*Exercise materials*:
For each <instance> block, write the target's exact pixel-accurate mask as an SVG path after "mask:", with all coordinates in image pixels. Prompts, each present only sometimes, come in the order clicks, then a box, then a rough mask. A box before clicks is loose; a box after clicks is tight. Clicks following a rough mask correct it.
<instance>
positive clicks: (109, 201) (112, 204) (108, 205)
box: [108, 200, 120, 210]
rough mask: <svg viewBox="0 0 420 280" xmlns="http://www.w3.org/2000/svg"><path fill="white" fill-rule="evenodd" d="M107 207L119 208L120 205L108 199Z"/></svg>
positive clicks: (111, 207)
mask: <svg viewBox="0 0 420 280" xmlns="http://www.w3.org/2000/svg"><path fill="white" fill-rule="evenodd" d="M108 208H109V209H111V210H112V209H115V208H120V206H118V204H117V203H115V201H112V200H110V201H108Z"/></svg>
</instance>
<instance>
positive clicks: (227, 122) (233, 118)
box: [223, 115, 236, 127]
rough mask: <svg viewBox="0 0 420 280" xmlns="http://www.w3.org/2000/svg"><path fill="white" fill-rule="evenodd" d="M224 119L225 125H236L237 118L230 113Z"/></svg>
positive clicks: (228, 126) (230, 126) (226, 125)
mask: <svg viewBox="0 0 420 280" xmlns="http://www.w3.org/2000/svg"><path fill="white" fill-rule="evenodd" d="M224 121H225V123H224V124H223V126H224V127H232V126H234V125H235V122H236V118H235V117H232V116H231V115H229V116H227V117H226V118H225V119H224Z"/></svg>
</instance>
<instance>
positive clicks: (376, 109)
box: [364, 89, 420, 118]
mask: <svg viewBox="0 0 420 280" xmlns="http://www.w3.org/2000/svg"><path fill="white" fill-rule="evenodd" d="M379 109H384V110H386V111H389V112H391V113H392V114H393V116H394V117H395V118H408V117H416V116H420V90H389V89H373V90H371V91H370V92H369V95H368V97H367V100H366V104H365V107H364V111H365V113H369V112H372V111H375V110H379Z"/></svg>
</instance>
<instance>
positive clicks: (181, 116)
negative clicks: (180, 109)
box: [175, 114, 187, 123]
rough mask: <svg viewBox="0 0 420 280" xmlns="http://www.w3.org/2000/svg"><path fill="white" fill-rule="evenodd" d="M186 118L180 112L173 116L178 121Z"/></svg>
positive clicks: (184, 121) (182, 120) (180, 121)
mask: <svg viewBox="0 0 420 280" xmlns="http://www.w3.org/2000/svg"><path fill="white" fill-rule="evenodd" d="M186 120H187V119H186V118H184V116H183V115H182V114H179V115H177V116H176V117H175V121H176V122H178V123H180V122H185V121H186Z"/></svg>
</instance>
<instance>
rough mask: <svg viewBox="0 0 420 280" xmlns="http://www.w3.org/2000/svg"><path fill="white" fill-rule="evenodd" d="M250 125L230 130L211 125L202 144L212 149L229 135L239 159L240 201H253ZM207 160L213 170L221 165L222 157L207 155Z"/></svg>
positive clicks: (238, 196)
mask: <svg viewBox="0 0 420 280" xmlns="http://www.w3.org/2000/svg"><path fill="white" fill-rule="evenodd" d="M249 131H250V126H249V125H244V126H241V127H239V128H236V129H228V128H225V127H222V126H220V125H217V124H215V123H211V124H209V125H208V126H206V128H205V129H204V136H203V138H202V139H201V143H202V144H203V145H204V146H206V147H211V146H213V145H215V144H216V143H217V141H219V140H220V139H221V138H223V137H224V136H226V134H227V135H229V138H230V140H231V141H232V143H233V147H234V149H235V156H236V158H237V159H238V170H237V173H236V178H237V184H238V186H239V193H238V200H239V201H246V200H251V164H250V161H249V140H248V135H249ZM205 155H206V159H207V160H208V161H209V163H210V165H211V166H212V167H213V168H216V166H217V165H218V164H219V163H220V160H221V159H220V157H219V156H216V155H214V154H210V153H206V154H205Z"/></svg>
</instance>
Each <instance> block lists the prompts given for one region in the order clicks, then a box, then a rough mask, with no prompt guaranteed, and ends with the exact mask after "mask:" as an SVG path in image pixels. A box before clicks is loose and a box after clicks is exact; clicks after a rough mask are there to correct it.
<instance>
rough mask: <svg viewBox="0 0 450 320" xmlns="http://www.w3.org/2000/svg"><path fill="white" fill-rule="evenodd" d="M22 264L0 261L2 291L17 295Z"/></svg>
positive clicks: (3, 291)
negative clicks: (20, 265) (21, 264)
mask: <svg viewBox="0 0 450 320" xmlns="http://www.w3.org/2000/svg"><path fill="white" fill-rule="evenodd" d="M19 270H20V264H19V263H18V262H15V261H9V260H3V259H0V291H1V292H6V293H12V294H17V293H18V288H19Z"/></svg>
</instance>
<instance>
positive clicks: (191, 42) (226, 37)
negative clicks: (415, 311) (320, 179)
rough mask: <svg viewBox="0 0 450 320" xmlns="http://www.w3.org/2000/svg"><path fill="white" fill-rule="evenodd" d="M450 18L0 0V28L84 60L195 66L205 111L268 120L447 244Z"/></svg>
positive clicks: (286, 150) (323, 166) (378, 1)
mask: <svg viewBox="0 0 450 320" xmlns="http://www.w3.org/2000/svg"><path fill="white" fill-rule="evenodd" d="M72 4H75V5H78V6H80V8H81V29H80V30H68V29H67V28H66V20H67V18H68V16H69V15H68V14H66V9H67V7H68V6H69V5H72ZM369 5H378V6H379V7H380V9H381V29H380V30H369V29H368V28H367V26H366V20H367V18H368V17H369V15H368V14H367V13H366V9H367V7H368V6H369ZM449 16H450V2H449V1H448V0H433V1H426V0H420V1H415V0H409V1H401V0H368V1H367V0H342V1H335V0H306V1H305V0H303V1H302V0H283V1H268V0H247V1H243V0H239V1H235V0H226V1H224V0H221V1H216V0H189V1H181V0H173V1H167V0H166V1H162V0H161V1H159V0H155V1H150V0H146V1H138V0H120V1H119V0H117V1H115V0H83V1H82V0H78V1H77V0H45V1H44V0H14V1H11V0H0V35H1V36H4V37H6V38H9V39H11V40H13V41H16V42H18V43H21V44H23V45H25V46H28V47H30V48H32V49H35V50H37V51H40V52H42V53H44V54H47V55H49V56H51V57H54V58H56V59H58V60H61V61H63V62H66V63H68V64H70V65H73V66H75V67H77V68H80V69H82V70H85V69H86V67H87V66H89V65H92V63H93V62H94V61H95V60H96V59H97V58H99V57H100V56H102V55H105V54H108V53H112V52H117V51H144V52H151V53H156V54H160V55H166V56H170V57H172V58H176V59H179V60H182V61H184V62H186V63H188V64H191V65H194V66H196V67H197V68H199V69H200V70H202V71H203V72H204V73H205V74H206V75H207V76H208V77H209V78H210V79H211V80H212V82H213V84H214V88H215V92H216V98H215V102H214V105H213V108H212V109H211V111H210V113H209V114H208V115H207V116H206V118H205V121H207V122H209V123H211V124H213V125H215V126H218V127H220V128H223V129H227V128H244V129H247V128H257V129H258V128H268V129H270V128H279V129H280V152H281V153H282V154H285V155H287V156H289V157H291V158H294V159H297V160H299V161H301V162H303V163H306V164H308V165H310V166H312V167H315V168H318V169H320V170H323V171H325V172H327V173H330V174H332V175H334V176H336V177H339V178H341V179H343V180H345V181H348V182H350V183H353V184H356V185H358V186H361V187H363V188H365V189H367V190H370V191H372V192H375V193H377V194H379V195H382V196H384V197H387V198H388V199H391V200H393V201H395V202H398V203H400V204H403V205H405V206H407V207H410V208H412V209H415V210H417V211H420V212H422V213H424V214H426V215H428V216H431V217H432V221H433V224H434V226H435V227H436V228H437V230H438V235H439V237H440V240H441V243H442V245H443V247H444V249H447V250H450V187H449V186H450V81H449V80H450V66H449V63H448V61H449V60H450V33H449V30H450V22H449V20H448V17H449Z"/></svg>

*Problem statement*: Print every entry exactly as it appears.

*Task response*:
For each <instance> block, write the target's exact pixel-accurate mask as an SVG path after "mask:", with all coordinates in image pixels. Prompts, each present only sometimes, come in the order clicks, then a box, then a rough mask. A box before clicks is loose; a box after clicks is tight. Clicks following a rough mask correct it.
<instance>
positive clicks: (109, 201) (112, 204) (108, 205)
box: [108, 200, 120, 210]
rough mask: <svg viewBox="0 0 420 280" xmlns="http://www.w3.org/2000/svg"><path fill="white" fill-rule="evenodd" d="M107 207L119 208L120 205L108 199Z"/></svg>
positive clicks: (111, 207)
mask: <svg viewBox="0 0 420 280" xmlns="http://www.w3.org/2000/svg"><path fill="white" fill-rule="evenodd" d="M108 208H109V209H111V210H112V209H115V208H120V206H118V204H117V203H115V201H112V200H110V201H108Z"/></svg>
</instance>
<instance>
positive clicks: (227, 122) (233, 118)
box: [223, 115, 236, 127]
rough mask: <svg viewBox="0 0 420 280" xmlns="http://www.w3.org/2000/svg"><path fill="white" fill-rule="evenodd" d="M224 119L225 125H236L237 118L230 113Z"/></svg>
positive clicks: (228, 126) (230, 126) (226, 125)
mask: <svg viewBox="0 0 420 280" xmlns="http://www.w3.org/2000/svg"><path fill="white" fill-rule="evenodd" d="M224 121H225V123H224V124H223V126H224V127H232V126H234V125H235V122H236V118H235V117H232V116H231V115H229V116H227V117H226V118H225V119H224Z"/></svg>
</instance>
<instance>
positive clicks: (376, 109)
box: [364, 89, 420, 118]
mask: <svg viewBox="0 0 420 280" xmlns="http://www.w3.org/2000/svg"><path fill="white" fill-rule="evenodd" d="M379 109H384V110H386V111H389V112H391V113H392V114H393V116H394V117H395V118H408V117H416V116H420V90H389V89H373V90H371V91H370V92H369V95H368V97H367V100H366V104H365V107H364V111H365V113H369V112H372V111H375V110H379Z"/></svg>
</instance>
<instance>
positive clicks: (181, 116)
negative clicks: (180, 109)
box: [175, 114, 187, 123]
rough mask: <svg viewBox="0 0 420 280" xmlns="http://www.w3.org/2000/svg"><path fill="white" fill-rule="evenodd" d="M186 118L180 112L173 116L178 121Z"/></svg>
positive clicks: (184, 121) (182, 120) (180, 121)
mask: <svg viewBox="0 0 420 280" xmlns="http://www.w3.org/2000/svg"><path fill="white" fill-rule="evenodd" d="M186 120H187V119H186V118H184V116H183V115H182V114H179V115H177V116H176V117H175V121H176V122H178V123H180V122H185V121H186Z"/></svg>
</instance>
<instance>
rough mask: <svg viewBox="0 0 420 280" xmlns="http://www.w3.org/2000/svg"><path fill="white" fill-rule="evenodd" d="M250 125L230 130L211 125L202 144L212 149L229 135L239 159L240 201H253ZM207 160L213 170L221 165L222 157L207 155Z"/></svg>
positive clicks: (238, 196)
mask: <svg viewBox="0 0 420 280" xmlns="http://www.w3.org/2000/svg"><path fill="white" fill-rule="evenodd" d="M249 131H250V126H249V125H244V126H241V127H239V128H236V129H228V128H225V127H222V126H220V125H217V124H215V123H211V124H209V125H208V126H206V128H205V129H204V136H203V138H202V139H201V143H202V144H203V145H204V146H206V147H211V146H213V145H215V144H216V143H217V141H219V140H220V139H221V138H223V137H224V136H226V134H227V135H229V138H230V140H231V141H232V143H233V147H234V149H235V156H236V158H237V159H238V170H237V173H236V178H237V184H238V186H239V193H238V200H239V201H246V200H251V164H250V161H249V140H248V135H249ZM205 155H206V159H207V160H208V161H209V163H210V165H211V166H212V167H213V168H216V166H217V165H218V164H219V163H220V160H221V159H220V157H219V156H216V155H214V154H210V153H206V154H205Z"/></svg>
</instance>
Each <instance> block lists the prompts given for one region in the order clicks, then a box, then a rough mask, with no prompt guaranteed, and ends with the exact mask after "mask:" as an SVG path in image pixels. A box before clicks is loose and a box after clicks is exact; clicks after a rough mask are there to correct it.
<instance>
rough mask: <svg viewBox="0 0 450 320" xmlns="http://www.w3.org/2000/svg"><path fill="white" fill-rule="evenodd" d="M22 264L0 261L2 291L17 295Z"/></svg>
positive clicks: (3, 291)
negative clicks: (20, 265) (21, 264)
mask: <svg viewBox="0 0 450 320" xmlns="http://www.w3.org/2000/svg"><path fill="white" fill-rule="evenodd" d="M19 270H20V264H19V263H18V262H15V261H9V260H3V259H0V291H1V292H6V293H12V294H17V293H18V288H19Z"/></svg>
</instance>
<instance>
positive clicks: (191, 42) (226, 37)
negative clicks: (415, 311) (320, 179)
rough mask: <svg viewBox="0 0 450 320" xmlns="http://www.w3.org/2000/svg"><path fill="white" fill-rule="evenodd" d="M450 18L0 0V28L84 60L195 66L205 111L268 120L447 244Z"/></svg>
positive clicks: (286, 150) (323, 166) (378, 1)
mask: <svg viewBox="0 0 450 320" xmlns="http://www.w3.org/2000/svg"><path fill="white" fill-rule="evenodd" d="M72 4H75V5H78V6H80V8H81V29H80V30H68V29H67V28H66V20H67V18H68V16H69V15H68V14H66V9H67V7H68V6H69V5H72ZM369 5H378V6H379V7H380V9H381V29H380V30H369V29H368V28H367V26H366V20H367V18H368V17H369V15H368V14H367V13H366V9H367V7H368V6H369ZM449 16H450V2H449V1H448V0H433V1H426V0H420V1H415V0H409V1H401V0H368V1H367V0H342V1H335V0H306V1H305V0H303V1H302V0H283V1H268V0H247V1H243V0H239V1H235V0H226V1H224V0H221V1H216V0H189V1H181V0H173V1H167V0H166V1H162V0H161V1H159V0H155V1H150V0H146V1H138V0H120V1H119V0H117V1H115V0H83V1H82V0H78V1H77V0H45V1H44V0H14V1H11V0H0V35H1V36H4V37H6V38H9V39H11V40H13V41H16V42H18V43H21V44H23V45H25V46H28V47H30V48H32V49H35V50H37V51H40V52H42V53H44V54H47V55H49V56H51V57H54V58H56V59H58V60H61V61H63V62H66V63H68V64H70V65H73V66H75V67H77V68H80V69H82V70H85V69H86V67H87V66H89V65H92V63H93V62H94V61H95V60H96V59H97V58H99V57H100V56H102V55H105V54H108V53H112V52H117V51H144V52H151V53H156V54H160V55H166V56H170V57H172V58H176V59H179V60H182V61H184V62H186V63H188V64H191V65H194V66H196V67H197V68H199V69H200V70H202V71H203V72H204V73H205V74H206V75H207V76H208V77H209V78H210V79H211V80H212V82H213V84H214V88H215V92H216V98H215V102H214V105H213V108H212V109H211V111H210V113H209V114H208V115H207V116H206V118H205V121H207V122H209V123H211V124H213V125H215V126H218V127H220V128H223V129H227V128H244V129H247V128H257V129H258V128H268V129H270V128H279V129H280V152H281V153H282V154H285V155H287V156H289V157H291V158H294V159H297V160H299V161H301V162H303V163H306V164H308V165H310V166H312V167H315V168H318V169H320V170H323V171H325V172H327V173H330V174H332V175H334V176H336V177H339V178H341V179H343V180H345V181H348V182H350V183H353V184H356V185H358V186H361V187H363V188H365V189H367V190H370V191H372V192H375V193H377V194H379V195H382V196H384V197H387V198H388V199H391V200H393V201H395V202H398V203H400V204H403V205H405V206H407V207H410V208H412V209H415V210H417V211H420V212H422V213H424V214H426V215H428V216H431V217H432V221H433V224H434V226H435V227H436V228H437V230H438V235H439V237H440V240H441V243H442V245H443V247H444V249H447V250H450V187H449V186H450V81H449V80H450V66H449V63H448V61H449V60H450V33H449V30H450V22H449V20H448V17H449Z"/></svg>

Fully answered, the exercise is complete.